▸ DATASET ENTRIES:
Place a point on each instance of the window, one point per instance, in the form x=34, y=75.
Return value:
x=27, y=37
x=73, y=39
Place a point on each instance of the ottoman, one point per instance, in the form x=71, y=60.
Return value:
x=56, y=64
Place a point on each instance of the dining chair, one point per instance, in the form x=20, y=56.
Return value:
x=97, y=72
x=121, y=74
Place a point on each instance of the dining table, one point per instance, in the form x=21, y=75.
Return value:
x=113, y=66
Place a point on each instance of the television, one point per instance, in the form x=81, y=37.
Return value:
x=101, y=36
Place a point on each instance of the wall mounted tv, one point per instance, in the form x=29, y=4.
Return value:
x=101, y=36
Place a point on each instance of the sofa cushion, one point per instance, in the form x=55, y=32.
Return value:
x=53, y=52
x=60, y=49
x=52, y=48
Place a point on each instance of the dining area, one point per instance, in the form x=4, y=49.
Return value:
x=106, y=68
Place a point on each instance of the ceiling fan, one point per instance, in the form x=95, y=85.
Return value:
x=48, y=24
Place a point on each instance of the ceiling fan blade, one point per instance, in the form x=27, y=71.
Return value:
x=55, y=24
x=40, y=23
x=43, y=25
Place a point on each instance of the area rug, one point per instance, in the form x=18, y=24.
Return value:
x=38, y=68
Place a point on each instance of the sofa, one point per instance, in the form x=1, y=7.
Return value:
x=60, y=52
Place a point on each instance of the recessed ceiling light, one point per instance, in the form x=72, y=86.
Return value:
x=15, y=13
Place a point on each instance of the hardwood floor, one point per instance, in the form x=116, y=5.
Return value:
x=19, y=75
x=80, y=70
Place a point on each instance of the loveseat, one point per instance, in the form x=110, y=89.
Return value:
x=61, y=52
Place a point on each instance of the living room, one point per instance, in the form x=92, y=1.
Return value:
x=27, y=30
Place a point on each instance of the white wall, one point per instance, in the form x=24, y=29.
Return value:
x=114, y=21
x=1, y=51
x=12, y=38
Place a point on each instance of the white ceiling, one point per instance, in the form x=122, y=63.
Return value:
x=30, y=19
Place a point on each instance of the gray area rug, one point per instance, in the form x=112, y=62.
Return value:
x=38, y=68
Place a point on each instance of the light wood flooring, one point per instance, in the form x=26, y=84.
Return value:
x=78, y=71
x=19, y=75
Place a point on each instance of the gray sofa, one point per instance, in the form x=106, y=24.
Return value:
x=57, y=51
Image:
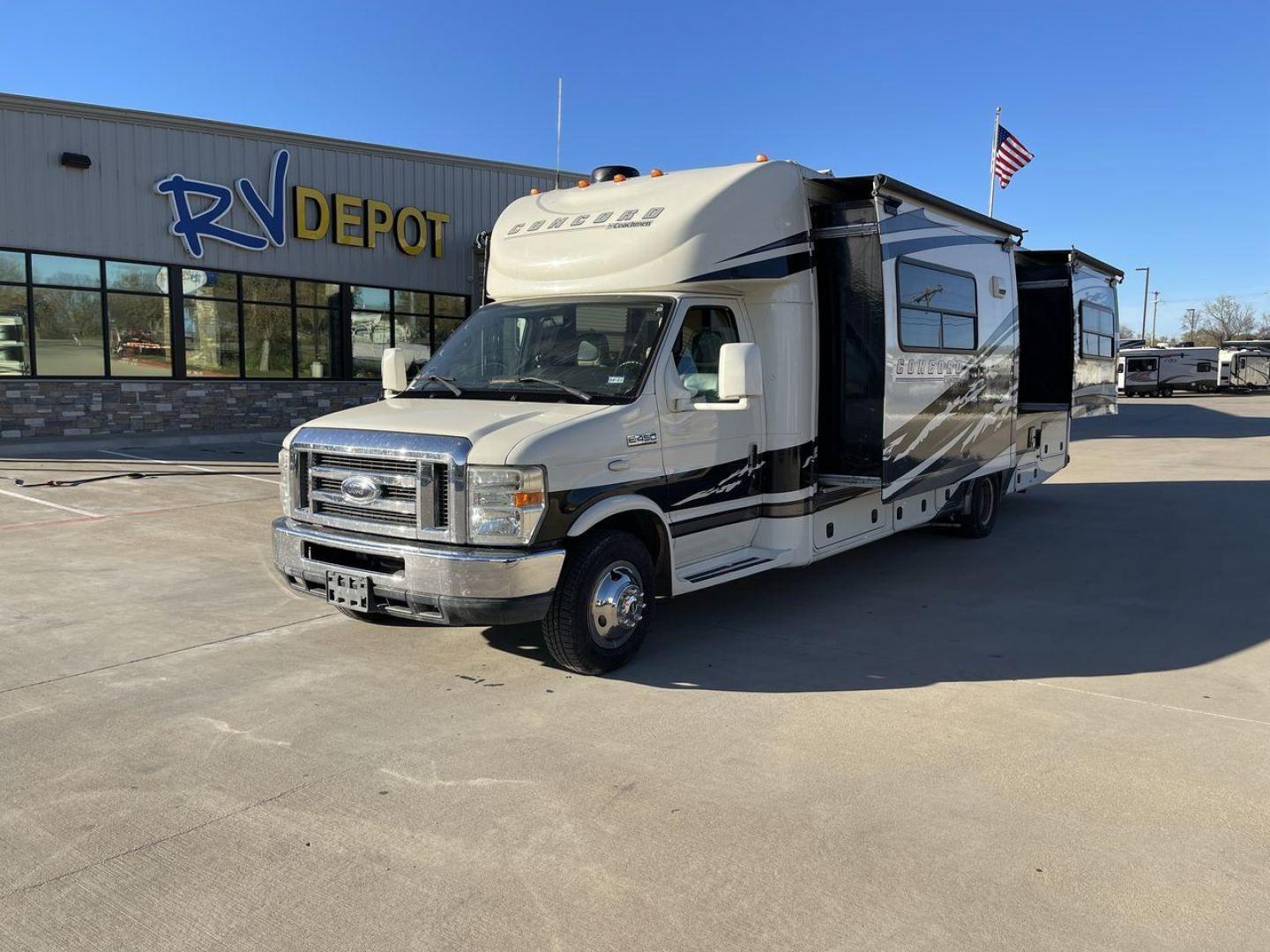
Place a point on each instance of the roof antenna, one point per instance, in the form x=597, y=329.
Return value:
x=559, y=113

▸ WHAT THE TASK REQUIRES: Lines to set down from above: the line with "form x=27, y=71.", the line with "Place a point on each instance of the recessed", and every line between, each exactly as written.

▸ EXPECTED ANSWER:
Place a point on each instance of the ceiling fan blade, one point per instance, in the form x=27, y=71.
Return value:
x=55, y=24
x=40, y=23
x=43, y=25
Place a point on each instance of the area rug, one point per instance, in the form x=18, y=24.
Return value:
x=38, y=68
Place a point on each instance of the sofa, one point per instance, in the form x=1, y=7.
Return value:
x=60, y=52
Place a point on each instance of the recessed ceiling light, one point per instance, in the form x=72, y=86.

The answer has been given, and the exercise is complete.